GIVEN PROBLEM: Please repeat every line of the data below word for word, with nothing changed.

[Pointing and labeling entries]
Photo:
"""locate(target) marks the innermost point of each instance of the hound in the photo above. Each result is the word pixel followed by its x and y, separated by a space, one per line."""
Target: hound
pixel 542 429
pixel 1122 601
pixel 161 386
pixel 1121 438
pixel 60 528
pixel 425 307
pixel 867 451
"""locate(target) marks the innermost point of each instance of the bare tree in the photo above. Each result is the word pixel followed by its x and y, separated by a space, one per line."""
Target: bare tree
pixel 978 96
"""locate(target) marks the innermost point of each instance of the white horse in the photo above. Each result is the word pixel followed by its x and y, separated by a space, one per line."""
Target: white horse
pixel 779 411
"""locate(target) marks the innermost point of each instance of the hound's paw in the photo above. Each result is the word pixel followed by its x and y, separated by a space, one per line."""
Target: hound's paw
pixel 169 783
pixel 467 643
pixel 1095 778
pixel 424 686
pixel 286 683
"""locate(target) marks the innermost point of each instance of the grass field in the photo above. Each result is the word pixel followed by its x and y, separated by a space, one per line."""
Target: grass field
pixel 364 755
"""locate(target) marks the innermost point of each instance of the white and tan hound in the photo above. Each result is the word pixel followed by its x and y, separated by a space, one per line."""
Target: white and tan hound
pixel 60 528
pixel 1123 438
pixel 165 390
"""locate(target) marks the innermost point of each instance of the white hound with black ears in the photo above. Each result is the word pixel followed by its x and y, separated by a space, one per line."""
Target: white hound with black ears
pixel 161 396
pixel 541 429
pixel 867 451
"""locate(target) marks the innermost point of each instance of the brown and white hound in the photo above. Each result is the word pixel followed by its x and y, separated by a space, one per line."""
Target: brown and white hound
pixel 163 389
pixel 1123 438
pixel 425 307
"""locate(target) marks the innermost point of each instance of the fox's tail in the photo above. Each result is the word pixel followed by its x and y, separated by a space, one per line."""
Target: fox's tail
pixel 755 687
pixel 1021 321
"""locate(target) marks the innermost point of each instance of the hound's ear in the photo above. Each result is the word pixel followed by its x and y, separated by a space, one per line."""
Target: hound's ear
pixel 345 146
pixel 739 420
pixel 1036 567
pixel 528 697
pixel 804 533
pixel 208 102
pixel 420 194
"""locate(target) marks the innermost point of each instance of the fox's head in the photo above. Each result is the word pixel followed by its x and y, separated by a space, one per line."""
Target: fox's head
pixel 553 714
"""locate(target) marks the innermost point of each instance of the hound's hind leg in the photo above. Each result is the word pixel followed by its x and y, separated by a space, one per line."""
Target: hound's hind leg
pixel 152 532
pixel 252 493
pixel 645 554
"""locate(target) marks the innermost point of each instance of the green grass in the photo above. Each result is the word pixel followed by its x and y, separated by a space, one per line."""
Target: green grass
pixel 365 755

SOLVED PROBLEM:
Photo:
"""locate(target) marks the innermost point of each instance of the hound in the photo above. Each result is the word pixel followed by its x and y, separated by a space, one per line."""
Target: hound
pixel 542 429
pixel 1122 601
pixel 161 386
pixel 1121 438
pixel 60 528
pixel 425 307
pixel 867 451
"""locate(target) marks the innermost point of each instance of the bare tree in the photo above. Each result is the word pixel followed by its x and y, separated by a space, one per line."""
Target: bare tree
pixel 978 96
"""locate(target) marks the innermost point of each instance of the white horse in the photo above. Each result is the word pixel followed by its x and y, separated by a space, one per line."""
Target: white horse
pixel 779 411
"""locate(target) marks the innermost point of each instance of the hound's paw in the photo above. Each result is the word pixel followed by its x and y, separated by a space, one per line."""
Target: hound's paw
pixel 169 783
pixel 467 643
pixel 1095 778
pixel 424 686
pixel 286 683
"""locate(target) marks the innermost point of each instance of the grass field in the photo above. Each result is the word pixel followed by its x and y, separated by a space, one per line."""
Target: grass field
pixel 364 755
"""locate(target) marks the innermost point of each instance of the white and tan hound in the photo above. Each result is the word pixel followed by its x and y, separated by a space, one per line."""
Target: white and tan hound
pixel 60 528
pixel 1123 438
pixel 165 390
"""locate(target) marks the innermost point of each instance of the white hound with black ears in the photo above. Each result is the word pixel followed by its x and y, separated by a space, one per line."""
Target: white hound with black ears
pixel 161 396
pixel 541 429
pixel 867 451
"""locate(target) marks the innermost point of each instance of the brown and white hound in the photo above. Each result is the word pixel followed by its x and y, separated by a space, one per line."""
Target: brown and white hound
pixel 163 389
pixel 1123 438
pixel 425 307
"""locate(target) marks the innermost point of each instance of the fox's tail in the photo above. Each result is the word pixel followed by its x and y, separated by a space, one per line."""
Target: fox's tail
pixel 755 687
pixel 1021 321
"""locate(target) marks the innermost point of each instance of the hound's ear in the photo above. Each result is the word pixel followed by its x and y, separated by a space, one per line."""
Target: hound's ear
pixel 345 146
pixel 739 420
pixel 1036 567
pixel 528 697
pixel 804 533
pixel 208 102
pixel 420 194
"""locate(target) marks the innermost point of each instance of the fox's head in the photo above. Each result is the word pixel followed by its x and y, separated by a space, one per line."""
Target: fox's head
pixel 553 714
"""locate(target) marks the innermost point of each instance of the hound's hind leg in the photo above. Each result is the word pixel followed by its x and y, separated by a space, one per line."""
Target: hound's hind leg
pixel 152 532
pixel 252 493
pixel 645 554
"""locate(target) marks the innermost point of each instance of the green grass in the photo above. Each result is the word pixel followed by its x and y, separated by a space, one per line."""
Target: green grass
pixel 365 755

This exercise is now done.